### Texte à analyser:
──────────────────────────────

Amyl et la recette du cheescake au vitriol
Une chose est sûre : Depuis leurs deux premiers EP et le premier album (2019), l’intérêt que suscite Amyl And The Sniffers dans notre contrée augmente de manière exponentielle. Chez weirdsound, on adore Shame, Idles et consorts, mais il faudrait pas croire que le courant punk ne prospère qu’aux environs de Londres! L’Australie est pleine de surprises de ce côté là, et pas mal de groupes commencent à bien s’exporter.
Le premier disque de Amyl And The Sniffers était vraiment jouissif, la voix de chat sauvage énervé de Amyl Taylor emmenait la joyeuse bande sur des rythmes proches de la tachycardie le tout en respectant toutes les règles du genre punk rock. Efficace et rigolo mais pas forcément très original. Annoncés au Printemps de Bourges édition 2019, le même jour que Lady Bird et Idles, je me suis empressé d’aller à leur rencontre. Quelle claque les ami(e)s! Ils ont bien failli voler la vedette à Idles, pourtant tête d’affiche ce soir là. J’ai amèrement regretté de ne pas avoir eu l’occasion de réaliser une interview avec eux!
Une chose est évidente, la force du groupe repose sur sa leader, Amyl Taylor. une parolière douée et une voix singulière que l’on reconnait dès les premiers instants. On rajoutera un charisme inné porté par une sensibilité à fleur de peau couplée à l’énergie primaire d’un volcan. En synthèse, un sacré personnage!
Vous l’aurez compris, qui dit force dit aussi faiblesse. Musicalement, le groupe a toujours revendiqué une approche simple et basique où la spontanéité et le plaisir sont maitres à bord. Les mélomanes avertis (et il y en a chez weirdsound) seront sans doute déçus. Amyl and The Sniffers c’est juste du bon vieux punk rock, avec trois accords et une batterie. Moi, la recette me convient, couplet/refrain avec des paroles marrantes + rythmes qui déboitent, je n’en demande pas plus. Plutôt qu’un long discours, une illustration ci dessous :
Confort To Me, un deuxième disque mieux maitrisé et plus introspectif
Courant 2020, alors que nous étions enfermés chez nous, le groupe annonce travailler sur un second album, pour mon plus grand plaisir. Dans une récente interview pour un journal australien, Amyl revient sur le processus de création de ce nouveau disque :
Le temps et la réflexion que j’ai consacrés aux paroles de cet album sont complètement différents de nos premiers EP et de l’album de nos débuts. La moitié des paroles ont été écrites pendant la saison des feux de brousses en Australie, alors que nous portions déjà des masques pour se protéger de la fumée dans l’air. Et puis quand la pandémie a frappé, nos options étaient les mêmes que tout les musiciens du pays : aller chercher un travail pour payer les factures, ou s’asseoir à la maison et se noyer dans l’introspection. J’ai fait ce second choix. J’avais toute cette énergie à l’intérieur de moi et nulle part où la mettre, parce que je ne pouvais pas jouer, et cela a eu un effet motivant sur mon cerveau. j’ai évolué et ma façon de penser le monde a complètement changé.

──────────────────────────────

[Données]

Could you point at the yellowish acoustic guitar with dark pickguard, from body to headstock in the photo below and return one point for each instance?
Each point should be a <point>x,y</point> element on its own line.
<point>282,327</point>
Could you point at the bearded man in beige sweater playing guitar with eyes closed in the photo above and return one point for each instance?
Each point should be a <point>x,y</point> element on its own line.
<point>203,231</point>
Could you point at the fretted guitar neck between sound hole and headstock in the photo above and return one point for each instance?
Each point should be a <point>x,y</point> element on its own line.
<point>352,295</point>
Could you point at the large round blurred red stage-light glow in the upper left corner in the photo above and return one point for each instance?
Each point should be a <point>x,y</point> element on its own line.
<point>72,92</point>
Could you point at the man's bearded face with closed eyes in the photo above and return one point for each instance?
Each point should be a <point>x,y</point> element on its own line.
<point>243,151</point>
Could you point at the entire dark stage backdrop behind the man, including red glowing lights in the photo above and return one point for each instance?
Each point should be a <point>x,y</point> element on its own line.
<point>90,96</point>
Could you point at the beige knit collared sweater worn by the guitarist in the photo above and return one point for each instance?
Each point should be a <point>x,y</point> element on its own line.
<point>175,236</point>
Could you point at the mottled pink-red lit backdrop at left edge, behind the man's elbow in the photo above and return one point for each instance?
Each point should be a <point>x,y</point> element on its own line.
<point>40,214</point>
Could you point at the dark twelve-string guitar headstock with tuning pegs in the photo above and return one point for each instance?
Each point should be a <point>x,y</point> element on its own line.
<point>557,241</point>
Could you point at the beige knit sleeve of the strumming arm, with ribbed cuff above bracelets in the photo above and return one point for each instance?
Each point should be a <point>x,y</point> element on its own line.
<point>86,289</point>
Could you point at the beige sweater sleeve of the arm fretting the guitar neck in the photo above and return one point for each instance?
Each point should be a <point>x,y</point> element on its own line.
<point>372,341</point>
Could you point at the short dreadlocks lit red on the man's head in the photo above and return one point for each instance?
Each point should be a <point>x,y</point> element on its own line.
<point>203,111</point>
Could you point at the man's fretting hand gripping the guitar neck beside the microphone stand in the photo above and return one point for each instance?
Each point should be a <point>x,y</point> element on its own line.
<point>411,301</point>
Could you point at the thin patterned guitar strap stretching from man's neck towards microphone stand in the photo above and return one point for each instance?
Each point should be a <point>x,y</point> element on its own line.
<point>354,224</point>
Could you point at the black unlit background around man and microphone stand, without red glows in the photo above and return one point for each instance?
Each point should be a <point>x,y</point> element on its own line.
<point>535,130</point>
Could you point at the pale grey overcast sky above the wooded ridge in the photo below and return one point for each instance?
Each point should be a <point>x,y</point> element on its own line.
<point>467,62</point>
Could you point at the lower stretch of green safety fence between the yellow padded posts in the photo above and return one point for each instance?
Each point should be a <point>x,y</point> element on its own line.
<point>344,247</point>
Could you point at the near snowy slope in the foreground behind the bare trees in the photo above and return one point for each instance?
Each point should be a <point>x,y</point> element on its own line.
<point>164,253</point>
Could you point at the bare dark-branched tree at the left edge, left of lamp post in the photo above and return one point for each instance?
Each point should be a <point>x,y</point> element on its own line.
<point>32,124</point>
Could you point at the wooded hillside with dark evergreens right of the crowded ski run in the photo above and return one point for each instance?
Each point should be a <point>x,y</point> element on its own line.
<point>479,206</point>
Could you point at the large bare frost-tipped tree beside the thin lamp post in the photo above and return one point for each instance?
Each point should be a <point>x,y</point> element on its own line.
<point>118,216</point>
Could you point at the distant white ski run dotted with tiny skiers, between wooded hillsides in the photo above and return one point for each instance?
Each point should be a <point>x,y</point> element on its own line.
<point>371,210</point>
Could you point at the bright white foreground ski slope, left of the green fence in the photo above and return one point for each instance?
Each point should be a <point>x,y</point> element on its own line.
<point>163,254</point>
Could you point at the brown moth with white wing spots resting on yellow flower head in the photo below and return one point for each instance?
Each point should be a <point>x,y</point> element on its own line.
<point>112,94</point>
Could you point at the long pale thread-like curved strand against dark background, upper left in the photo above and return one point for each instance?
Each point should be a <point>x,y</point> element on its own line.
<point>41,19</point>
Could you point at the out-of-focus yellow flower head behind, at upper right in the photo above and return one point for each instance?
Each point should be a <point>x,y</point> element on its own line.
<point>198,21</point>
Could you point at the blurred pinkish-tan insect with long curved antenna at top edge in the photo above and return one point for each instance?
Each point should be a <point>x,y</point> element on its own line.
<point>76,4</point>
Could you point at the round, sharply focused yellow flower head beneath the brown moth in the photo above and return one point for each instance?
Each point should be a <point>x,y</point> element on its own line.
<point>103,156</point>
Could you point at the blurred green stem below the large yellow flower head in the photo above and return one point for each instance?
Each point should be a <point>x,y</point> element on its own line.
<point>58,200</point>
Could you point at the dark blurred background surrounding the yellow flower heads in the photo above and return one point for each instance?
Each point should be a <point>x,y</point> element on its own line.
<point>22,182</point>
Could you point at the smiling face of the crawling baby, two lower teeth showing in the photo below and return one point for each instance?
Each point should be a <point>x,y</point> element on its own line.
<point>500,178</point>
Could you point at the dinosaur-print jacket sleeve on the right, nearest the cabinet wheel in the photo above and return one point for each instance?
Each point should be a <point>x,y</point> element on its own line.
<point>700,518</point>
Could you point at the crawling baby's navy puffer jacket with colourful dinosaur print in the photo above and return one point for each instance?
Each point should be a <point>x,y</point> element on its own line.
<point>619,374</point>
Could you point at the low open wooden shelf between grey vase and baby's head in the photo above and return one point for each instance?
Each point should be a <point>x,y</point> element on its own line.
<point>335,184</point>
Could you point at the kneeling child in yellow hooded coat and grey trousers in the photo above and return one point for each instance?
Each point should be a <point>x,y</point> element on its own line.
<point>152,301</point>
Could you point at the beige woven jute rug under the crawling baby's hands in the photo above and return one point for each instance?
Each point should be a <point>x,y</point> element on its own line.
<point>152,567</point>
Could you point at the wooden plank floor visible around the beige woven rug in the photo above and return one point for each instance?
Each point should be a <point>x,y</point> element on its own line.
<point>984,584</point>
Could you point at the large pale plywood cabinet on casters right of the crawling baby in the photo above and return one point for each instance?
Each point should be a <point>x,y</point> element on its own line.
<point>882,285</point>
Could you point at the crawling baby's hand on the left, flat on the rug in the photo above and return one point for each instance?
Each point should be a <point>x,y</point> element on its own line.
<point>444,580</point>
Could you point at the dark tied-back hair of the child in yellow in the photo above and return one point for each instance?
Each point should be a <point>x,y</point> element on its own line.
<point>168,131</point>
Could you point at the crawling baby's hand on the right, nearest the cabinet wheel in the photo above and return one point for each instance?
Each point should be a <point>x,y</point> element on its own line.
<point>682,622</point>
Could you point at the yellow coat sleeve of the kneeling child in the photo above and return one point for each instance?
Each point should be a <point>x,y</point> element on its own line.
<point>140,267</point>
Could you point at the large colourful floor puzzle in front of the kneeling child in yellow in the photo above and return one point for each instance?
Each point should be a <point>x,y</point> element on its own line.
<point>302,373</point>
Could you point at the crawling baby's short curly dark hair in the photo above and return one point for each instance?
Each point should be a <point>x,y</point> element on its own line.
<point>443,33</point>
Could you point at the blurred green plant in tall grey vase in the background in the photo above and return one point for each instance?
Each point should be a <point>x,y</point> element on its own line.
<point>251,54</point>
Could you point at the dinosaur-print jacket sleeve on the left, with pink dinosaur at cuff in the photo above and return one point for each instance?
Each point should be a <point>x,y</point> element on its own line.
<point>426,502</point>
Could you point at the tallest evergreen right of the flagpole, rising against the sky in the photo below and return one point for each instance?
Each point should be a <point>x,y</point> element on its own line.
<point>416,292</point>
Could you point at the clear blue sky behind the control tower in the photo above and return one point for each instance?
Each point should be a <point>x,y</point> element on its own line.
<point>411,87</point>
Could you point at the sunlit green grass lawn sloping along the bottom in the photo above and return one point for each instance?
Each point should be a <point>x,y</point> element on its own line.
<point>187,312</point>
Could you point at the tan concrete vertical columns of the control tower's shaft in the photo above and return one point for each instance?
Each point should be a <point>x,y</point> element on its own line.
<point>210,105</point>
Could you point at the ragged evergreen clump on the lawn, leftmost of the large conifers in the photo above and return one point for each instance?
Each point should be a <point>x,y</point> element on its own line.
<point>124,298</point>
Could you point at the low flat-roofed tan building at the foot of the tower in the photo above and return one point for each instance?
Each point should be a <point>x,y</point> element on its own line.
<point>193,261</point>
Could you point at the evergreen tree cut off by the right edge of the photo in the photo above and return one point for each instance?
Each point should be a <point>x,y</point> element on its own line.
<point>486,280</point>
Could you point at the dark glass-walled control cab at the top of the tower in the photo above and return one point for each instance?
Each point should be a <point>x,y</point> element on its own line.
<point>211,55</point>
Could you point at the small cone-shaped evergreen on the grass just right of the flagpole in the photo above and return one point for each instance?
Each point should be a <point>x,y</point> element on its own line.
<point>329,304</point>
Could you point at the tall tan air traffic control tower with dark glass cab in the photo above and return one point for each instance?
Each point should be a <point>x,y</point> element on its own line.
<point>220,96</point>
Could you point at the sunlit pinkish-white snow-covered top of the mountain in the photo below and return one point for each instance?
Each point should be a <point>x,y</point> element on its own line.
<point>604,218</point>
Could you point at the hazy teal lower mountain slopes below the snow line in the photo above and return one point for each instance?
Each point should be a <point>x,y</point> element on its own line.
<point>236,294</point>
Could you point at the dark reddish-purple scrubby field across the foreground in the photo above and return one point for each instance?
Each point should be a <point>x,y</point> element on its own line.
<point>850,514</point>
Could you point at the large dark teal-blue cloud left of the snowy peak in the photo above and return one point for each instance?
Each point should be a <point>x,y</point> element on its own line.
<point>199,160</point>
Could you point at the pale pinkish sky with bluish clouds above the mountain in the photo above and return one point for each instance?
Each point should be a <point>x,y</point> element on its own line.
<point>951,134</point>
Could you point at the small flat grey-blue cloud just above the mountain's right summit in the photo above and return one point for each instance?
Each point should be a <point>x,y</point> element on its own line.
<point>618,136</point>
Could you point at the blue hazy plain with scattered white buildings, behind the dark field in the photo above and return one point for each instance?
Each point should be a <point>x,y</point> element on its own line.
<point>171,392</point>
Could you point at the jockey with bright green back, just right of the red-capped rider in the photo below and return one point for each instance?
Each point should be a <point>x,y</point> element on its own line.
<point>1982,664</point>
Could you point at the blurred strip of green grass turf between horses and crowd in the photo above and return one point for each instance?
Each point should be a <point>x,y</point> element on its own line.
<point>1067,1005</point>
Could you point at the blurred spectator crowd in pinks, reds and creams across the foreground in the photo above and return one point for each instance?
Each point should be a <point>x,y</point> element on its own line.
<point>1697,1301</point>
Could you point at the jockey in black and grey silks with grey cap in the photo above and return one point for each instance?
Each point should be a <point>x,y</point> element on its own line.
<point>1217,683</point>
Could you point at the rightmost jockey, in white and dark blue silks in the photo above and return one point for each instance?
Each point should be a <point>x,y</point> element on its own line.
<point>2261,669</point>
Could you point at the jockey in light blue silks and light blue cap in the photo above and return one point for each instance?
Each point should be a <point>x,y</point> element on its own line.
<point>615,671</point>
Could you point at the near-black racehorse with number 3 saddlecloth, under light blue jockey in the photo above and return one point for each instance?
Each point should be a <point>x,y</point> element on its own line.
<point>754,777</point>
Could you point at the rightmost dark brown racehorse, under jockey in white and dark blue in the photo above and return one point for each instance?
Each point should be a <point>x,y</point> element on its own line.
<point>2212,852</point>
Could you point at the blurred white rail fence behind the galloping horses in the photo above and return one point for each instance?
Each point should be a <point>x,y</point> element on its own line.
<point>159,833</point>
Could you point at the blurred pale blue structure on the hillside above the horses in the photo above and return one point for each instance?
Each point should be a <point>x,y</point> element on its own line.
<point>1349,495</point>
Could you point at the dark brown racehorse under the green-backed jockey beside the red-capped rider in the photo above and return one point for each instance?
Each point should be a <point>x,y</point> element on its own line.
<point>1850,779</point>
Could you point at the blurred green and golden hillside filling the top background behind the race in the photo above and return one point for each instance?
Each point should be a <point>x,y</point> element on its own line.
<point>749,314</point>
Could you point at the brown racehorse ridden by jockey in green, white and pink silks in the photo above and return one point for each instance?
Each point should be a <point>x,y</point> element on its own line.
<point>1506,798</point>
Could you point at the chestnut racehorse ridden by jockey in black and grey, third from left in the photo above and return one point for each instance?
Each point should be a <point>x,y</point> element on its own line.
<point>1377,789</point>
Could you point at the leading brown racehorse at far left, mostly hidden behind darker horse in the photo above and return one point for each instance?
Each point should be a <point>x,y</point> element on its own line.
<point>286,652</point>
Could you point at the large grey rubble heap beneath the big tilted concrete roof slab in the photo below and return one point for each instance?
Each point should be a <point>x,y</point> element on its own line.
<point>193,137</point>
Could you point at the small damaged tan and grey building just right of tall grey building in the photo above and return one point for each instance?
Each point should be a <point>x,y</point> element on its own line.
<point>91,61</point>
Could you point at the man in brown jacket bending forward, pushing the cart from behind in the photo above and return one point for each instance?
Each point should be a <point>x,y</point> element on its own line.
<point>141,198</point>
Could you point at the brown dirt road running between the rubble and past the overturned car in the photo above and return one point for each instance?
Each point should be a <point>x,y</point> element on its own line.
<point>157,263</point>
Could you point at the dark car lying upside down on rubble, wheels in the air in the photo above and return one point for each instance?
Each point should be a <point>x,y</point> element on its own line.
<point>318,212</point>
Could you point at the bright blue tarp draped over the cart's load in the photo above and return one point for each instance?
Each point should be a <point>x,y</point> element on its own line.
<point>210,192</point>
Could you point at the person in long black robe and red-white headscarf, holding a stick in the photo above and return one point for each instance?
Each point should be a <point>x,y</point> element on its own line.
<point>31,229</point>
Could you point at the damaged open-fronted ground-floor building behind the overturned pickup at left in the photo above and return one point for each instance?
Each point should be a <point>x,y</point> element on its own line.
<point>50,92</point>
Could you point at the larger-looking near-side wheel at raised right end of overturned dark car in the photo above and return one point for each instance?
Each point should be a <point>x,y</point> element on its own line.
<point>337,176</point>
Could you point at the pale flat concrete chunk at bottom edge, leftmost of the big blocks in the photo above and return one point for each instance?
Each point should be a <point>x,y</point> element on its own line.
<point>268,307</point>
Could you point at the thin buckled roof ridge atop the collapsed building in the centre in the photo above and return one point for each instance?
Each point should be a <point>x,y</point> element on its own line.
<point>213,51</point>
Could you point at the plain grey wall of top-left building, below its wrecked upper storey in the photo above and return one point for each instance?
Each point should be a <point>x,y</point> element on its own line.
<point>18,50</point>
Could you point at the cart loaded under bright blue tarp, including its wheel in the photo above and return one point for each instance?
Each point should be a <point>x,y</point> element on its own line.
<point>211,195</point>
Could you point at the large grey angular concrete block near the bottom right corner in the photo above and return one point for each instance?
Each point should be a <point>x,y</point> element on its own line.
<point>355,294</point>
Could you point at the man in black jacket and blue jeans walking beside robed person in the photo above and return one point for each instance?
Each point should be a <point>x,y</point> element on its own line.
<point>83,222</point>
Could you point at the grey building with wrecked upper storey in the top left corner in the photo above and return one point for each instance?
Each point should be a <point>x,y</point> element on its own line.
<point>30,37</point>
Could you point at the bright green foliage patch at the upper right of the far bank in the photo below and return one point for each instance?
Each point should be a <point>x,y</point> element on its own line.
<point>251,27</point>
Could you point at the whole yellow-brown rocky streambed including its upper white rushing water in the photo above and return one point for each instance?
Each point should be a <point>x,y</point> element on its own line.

──────────────────────────────

### Consigne A:
Recopiez fidèlement le passage de l'article sur Amyl and The Sniffers qui commence aux mots « Une chose est évidente, la » et s'achève après les mots « un sacré personnage! ».
### Consigne B:
Prolongez l'article sur Amyl and The Sniffers au-delà de sa dernière phrase.

### Votre réponse A:
Une chose est évidente, la force du groupe repose sur sa leader, Amyl Taylor. une parolière douée et une voix singulière que l’on reconnait dès les premiers instants. On rajoutera un charisme inné porté par une sensibilité à fleur de peau couplée à l’énergie primaire d’un volcan. En synthèse, un sacré personnage!

### Votre réponse B:
A peine l’écoute du disque commencée, vous vous rendrez compte du bond qualitatif fait par la production. Plus de moyens et d’attention ont été apporté à l’enregistrement de Comfort to Me, notamment du fait de l’intervention du producteur Nick Launay ( qui a, entres autres, travaillé avec Nick Cave, Anna Calvi et Idles). L’album ouvre sur Guide By Angels (ci dessous), une ode à la créativité et à l’énergie qui habitent Amyl! Son phrasé est toujours envoyé avec le débit d’une MG-42, et elle fait mouche.
Après ce bon démarrage, on enchaine avec Freaks to The Front, un morceau intéressant mais clairement pas le meilleur de l’album. D’une manière générale Comfort To Me présente deux aspects, complémentaires, à diviser entre punk revendicatif et l’histoire personnelle de Amyl Taylor. Dans la première catégorie on pourra ranger les morceaux Capital (brulot contre la classe politique australienne), Don’t Fence Me In (sur le droit des femmes). Ces titres sont assez convenus, dans le sens où on s’attendait à trouver ce type de chansons sur un album de Amyl And The Sniffers. C’est mordant et ça met des gifles aux maggots (autre titre du disque), comme prévu au programme! J’ai été cependant beaucoup plus attiré et séduit par les morceaux plus introspectifs de Taylor.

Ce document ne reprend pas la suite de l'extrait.